◆ Task instructions ◆
Your task is to reproduce, exactly and only, the lines running from the line containing "Drop a point on every instance of the dog's furry" to the end of the data below, both included.

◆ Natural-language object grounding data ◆

====

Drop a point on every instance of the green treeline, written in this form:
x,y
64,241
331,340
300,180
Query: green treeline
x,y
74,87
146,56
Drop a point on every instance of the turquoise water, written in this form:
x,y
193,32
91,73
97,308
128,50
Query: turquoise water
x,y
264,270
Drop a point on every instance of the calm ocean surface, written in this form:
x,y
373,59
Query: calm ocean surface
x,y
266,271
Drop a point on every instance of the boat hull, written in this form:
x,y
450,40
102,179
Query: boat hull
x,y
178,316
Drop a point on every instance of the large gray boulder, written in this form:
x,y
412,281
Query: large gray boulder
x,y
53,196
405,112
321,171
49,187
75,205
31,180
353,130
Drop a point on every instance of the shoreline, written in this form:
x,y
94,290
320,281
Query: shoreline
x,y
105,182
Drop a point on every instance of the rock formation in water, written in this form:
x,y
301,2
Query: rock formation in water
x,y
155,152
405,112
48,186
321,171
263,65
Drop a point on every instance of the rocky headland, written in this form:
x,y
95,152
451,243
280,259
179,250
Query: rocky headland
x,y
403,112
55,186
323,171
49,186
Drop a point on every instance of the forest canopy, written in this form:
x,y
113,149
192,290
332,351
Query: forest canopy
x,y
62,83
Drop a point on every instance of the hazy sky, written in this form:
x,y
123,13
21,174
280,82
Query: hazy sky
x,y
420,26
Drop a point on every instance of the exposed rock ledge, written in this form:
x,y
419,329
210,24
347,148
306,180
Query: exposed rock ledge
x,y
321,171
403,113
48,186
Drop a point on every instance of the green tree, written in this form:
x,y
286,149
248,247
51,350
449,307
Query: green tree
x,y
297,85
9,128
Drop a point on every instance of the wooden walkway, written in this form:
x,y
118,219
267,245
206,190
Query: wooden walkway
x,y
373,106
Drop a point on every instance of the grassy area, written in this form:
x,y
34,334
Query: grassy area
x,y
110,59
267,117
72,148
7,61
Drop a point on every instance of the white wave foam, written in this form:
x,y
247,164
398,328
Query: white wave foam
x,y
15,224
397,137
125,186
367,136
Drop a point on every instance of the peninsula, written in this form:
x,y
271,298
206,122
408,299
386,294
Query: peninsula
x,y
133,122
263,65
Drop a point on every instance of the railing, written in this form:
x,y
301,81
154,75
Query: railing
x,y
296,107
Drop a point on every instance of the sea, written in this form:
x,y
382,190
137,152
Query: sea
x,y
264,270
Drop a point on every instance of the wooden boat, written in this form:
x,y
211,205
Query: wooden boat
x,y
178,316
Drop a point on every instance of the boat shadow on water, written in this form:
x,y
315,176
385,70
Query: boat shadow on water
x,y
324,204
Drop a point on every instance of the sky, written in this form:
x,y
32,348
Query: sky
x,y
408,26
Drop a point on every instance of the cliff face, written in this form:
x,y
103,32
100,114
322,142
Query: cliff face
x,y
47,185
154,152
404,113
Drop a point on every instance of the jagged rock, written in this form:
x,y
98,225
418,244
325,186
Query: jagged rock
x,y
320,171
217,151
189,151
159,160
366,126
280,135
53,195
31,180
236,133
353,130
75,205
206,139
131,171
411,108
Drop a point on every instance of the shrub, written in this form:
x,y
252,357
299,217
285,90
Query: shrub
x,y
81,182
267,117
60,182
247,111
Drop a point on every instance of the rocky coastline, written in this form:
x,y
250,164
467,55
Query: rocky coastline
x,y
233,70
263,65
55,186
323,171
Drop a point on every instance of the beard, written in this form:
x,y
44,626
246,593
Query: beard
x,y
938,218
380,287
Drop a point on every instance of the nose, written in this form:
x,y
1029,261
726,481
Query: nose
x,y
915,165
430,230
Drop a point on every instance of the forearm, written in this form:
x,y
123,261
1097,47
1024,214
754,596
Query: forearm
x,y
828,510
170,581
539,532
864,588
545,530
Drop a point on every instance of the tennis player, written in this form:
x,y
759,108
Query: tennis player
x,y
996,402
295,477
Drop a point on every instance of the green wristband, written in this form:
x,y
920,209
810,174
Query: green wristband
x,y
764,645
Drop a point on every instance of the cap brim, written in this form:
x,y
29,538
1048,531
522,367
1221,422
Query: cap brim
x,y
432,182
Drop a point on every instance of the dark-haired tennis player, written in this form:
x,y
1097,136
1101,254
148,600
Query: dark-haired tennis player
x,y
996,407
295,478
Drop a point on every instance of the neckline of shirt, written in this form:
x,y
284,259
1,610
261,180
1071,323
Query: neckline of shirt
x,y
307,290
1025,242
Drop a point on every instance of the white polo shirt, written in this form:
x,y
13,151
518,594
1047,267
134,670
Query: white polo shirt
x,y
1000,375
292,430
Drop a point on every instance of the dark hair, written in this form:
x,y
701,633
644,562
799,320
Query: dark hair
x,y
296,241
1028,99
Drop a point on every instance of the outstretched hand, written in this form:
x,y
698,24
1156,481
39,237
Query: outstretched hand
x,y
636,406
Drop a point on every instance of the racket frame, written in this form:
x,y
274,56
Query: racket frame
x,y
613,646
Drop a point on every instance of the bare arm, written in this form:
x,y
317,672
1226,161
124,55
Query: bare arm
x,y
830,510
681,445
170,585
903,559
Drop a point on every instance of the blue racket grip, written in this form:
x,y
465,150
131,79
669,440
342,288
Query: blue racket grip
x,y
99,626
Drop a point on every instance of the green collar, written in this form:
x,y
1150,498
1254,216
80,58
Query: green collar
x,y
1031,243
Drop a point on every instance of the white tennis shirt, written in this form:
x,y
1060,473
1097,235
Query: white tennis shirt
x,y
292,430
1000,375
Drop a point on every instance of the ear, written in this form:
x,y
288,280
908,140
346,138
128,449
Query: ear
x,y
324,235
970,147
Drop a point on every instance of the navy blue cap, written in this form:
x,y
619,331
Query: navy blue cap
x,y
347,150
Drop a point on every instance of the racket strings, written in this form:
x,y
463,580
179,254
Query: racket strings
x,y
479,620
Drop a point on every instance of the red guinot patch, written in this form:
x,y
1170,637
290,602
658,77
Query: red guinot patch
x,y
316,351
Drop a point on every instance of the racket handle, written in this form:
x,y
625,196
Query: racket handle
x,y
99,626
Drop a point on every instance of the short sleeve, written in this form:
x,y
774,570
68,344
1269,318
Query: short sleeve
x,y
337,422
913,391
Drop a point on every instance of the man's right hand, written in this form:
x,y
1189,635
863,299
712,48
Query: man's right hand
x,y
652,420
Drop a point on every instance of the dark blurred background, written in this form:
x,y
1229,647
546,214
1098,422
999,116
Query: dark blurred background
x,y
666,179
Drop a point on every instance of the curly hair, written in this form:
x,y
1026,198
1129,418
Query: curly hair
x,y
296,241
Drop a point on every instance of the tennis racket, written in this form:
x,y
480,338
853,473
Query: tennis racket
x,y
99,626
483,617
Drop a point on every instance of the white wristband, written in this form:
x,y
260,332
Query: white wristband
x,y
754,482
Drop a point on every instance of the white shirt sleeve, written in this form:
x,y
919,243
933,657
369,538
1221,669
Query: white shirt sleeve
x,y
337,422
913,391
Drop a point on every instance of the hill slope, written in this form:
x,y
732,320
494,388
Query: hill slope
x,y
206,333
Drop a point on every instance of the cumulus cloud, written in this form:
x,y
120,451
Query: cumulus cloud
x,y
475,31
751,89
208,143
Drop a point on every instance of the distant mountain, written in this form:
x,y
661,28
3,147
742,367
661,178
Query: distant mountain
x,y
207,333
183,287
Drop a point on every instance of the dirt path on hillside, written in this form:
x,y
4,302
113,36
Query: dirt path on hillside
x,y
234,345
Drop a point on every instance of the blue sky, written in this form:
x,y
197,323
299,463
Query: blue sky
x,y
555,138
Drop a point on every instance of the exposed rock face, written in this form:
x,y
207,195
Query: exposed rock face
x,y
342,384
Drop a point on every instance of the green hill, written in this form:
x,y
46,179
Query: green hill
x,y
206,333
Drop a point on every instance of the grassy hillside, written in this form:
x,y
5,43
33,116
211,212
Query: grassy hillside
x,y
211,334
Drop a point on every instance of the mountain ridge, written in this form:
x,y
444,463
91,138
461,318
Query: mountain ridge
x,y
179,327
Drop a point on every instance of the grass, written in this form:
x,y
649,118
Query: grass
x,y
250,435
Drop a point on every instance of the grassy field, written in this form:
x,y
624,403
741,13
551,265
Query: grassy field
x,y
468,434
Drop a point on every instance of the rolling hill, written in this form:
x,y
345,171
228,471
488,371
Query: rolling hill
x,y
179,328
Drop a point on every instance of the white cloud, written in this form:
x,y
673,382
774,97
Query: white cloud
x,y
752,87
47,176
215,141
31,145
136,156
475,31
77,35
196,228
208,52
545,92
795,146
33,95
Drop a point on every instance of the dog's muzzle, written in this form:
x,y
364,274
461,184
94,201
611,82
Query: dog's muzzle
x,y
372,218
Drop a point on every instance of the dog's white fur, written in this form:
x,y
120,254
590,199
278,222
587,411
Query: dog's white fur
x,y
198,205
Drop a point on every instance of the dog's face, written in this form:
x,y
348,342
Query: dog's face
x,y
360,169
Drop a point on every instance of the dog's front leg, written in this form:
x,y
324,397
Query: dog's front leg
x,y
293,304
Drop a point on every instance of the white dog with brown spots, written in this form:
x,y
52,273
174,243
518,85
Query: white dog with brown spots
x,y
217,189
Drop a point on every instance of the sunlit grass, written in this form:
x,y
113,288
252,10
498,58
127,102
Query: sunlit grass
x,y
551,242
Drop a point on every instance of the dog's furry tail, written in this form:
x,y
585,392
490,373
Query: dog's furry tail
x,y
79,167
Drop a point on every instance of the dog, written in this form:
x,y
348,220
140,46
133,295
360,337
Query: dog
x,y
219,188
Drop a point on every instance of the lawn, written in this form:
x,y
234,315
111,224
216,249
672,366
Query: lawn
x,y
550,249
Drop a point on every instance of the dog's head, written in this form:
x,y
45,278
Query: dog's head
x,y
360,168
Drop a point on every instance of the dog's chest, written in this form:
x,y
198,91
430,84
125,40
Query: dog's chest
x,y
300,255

====

◆ Answer to this problem ◆
Drop a point on every instance of the dog's furry tail, written in this form:
x,y
585,392
490,373
Query: dog's furry tail
x,y
79,167
Drop a point on every instance of the dog, written in this form:
x,y
348,220
140,46
133,295
360,337
Query: dog
x,y
219,188
Drop a point on every instance of the lawn, written in this form:
x,y
234,315
111,224
216,249
672,366
Query: lawn
x,y
550,249
Drop a point on every instance of the dog's head, written in this form:
x,y
45,278
Query: dog's head
x,y
360,168
Drop a point on every instance of the dog's chest, written in this form:
x,y
198,91
430,84
125,40
Query: dog's chest
x,y
300,255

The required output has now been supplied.